▸ Page extract:
** begin **

The **interaction picture** or **Dirac picture**
is an alternative formulation of quantum mechanics,
equivalent to both the Schrödinger picture
and the [Heisenberg picture](/know/concept/heisenberg-picture/).

Recall that Schrödinger lets states $\ket{\psi_S(t)}$ evolve in time,
but keeps operators $\hat{L}_S$ fixed (except for explicit time dependence).
Meanwhile, Heisenberg keeps states $\ket{\psi_H}$ fixed,
and puts all time dependence on the operators $\hat{L}_H(t)$.

However, in the interaction picture,
both the states $\ket{\psi_I(t)}$ and the operators $\hat{L}_I(t)$
evolve in $t$.

** end **

▸ Written request 1:
Reproduce the interaction picture excerpt between "The **interaction picture**" and "explicit time dependence).", inclusive.
▸ Written request 2:
Carry on writing the interaction picture excerpt, starting right after its final sentence.

▸ Entries supplied:
** begin **

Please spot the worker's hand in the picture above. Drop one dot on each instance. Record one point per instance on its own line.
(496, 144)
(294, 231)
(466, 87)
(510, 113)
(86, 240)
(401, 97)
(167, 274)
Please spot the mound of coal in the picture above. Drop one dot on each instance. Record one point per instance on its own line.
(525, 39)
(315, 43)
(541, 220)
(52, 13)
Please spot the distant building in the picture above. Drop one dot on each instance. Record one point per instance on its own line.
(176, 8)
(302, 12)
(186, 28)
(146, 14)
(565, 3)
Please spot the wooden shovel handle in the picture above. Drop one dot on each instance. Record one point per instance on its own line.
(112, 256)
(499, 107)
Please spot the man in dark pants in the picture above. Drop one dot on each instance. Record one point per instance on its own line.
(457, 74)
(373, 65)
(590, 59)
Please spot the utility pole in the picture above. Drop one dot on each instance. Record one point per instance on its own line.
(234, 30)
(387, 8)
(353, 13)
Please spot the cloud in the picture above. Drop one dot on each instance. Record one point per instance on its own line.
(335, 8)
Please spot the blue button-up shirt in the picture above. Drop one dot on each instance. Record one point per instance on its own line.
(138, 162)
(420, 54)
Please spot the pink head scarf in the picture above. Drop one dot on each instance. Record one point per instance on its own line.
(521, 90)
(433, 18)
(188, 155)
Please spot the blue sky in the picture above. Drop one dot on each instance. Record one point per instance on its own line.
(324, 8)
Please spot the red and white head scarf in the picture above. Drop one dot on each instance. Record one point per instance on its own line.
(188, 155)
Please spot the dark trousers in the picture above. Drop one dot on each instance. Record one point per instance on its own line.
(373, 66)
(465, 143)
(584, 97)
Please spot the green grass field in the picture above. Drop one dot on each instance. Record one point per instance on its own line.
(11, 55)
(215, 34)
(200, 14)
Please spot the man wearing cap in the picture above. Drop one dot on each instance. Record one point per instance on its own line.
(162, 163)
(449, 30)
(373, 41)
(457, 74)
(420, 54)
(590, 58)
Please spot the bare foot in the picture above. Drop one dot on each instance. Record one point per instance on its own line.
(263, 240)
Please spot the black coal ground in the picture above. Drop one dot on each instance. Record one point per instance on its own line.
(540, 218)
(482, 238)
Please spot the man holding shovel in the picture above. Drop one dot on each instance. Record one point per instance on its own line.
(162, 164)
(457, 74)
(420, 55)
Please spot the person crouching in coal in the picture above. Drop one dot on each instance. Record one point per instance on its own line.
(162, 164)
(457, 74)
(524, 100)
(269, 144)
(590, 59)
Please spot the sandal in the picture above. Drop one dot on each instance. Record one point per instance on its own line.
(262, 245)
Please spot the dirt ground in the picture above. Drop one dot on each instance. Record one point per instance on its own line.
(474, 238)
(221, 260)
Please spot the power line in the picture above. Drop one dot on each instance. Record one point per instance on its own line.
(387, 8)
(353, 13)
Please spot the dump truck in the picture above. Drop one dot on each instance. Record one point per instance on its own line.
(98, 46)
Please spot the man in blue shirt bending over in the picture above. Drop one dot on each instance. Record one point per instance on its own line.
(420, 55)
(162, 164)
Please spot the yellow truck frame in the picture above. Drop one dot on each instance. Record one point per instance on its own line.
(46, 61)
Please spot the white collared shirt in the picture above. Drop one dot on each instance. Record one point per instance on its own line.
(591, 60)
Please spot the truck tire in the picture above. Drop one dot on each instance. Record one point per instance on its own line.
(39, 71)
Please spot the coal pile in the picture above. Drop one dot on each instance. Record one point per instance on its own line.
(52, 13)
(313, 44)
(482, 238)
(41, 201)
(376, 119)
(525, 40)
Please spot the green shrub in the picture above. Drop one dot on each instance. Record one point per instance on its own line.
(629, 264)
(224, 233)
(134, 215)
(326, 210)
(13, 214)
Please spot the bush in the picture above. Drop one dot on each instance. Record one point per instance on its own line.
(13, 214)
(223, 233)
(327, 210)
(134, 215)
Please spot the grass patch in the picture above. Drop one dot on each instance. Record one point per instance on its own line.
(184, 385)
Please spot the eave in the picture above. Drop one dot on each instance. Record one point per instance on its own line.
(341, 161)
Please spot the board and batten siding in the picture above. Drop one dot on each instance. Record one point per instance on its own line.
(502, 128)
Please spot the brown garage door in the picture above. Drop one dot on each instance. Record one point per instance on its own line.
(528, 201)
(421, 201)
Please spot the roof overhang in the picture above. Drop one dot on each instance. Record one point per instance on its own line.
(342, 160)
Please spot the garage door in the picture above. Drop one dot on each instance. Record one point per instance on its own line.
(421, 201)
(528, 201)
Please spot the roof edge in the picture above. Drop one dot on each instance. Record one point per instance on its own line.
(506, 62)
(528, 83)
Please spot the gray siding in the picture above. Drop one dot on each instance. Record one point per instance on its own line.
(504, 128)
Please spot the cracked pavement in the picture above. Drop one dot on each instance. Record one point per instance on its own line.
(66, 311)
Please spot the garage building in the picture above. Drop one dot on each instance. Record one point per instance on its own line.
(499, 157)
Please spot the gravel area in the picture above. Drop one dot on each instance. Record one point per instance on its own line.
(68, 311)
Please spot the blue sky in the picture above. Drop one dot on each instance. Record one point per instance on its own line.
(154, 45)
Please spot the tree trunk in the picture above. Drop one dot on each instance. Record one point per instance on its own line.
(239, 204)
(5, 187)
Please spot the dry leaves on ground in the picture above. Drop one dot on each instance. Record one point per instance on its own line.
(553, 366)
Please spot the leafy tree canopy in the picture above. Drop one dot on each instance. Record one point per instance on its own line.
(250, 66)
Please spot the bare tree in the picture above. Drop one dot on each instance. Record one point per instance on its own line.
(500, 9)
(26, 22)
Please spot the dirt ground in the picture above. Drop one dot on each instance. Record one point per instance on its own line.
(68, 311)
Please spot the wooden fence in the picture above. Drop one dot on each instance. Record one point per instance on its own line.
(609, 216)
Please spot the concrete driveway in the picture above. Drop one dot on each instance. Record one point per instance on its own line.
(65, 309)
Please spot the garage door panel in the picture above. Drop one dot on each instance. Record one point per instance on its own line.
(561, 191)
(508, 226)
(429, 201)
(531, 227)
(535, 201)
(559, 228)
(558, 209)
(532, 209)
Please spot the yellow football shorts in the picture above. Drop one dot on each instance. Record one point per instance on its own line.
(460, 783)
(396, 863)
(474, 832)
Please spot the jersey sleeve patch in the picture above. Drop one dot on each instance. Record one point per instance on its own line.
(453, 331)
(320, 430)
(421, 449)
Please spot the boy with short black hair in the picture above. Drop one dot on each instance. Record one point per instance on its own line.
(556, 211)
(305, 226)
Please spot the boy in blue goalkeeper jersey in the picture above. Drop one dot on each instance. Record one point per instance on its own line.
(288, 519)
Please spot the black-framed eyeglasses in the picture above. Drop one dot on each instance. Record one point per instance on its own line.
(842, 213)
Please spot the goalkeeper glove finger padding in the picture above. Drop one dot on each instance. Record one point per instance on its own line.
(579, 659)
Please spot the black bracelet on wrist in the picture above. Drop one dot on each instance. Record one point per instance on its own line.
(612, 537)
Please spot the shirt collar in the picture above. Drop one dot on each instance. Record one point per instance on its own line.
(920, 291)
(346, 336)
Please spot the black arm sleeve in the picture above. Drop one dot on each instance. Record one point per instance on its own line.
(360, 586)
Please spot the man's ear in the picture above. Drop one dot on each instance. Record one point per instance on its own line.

** end **

▸ Reply 1:
The **interaction picture** or **Dirac picture**
is an alternative formulation of quantum mechanics,
equivalent to both the Schrödinger picture
and the [Heisenberg picture](/know/concept/heisenberg-picture/).

Recall that Schrödinger lets states $\ket{\psi_S(t)}$ evolve in time,
but keeps operators $\hat{L}_S$ fixed (except for explicit time dependence).

▸ Reply 2:
This might seem unnecessarily complicated,
but it turns out be convenient when considering
a time-dependent "perturbation" $\hat{H}_{1,S}$
to a time-independent Hamiltonian $\hat{H}_{0,S}$:

$$\begin{aligned}
    \hat{H}_S(t)
    = \hat{H}_{0,S} + \hat{H}_{1,S}(t)
\end{aligned}$$

With $\hat{H}_S(t)$ the full Schrödinger Hamiltonian.
We define the unitary conversion operator:

$$\begin{aligned}
    \hat{U}(t)
    \equiv \exp\!\Big( i \frac{\hat{H}_{0,S} t}{\hbar} \Big)
\end{aligned}$$

The interaction-picture states $\ket{\psi_I(t)}$ and operators $\hat{L}_I(t)$
are then defined to be:

$$\begin{aligned}
    \boxed{
        \ket{\psi_I(t)}
        \equiv \hat{U}(t) \ket{\psi_S(t)}
        \qquad
        \hat{L}_I(t)
        \equiv \hat{U}(t) \: \hat{L}_S(t) \: \hat{U}{}^\dagger(t)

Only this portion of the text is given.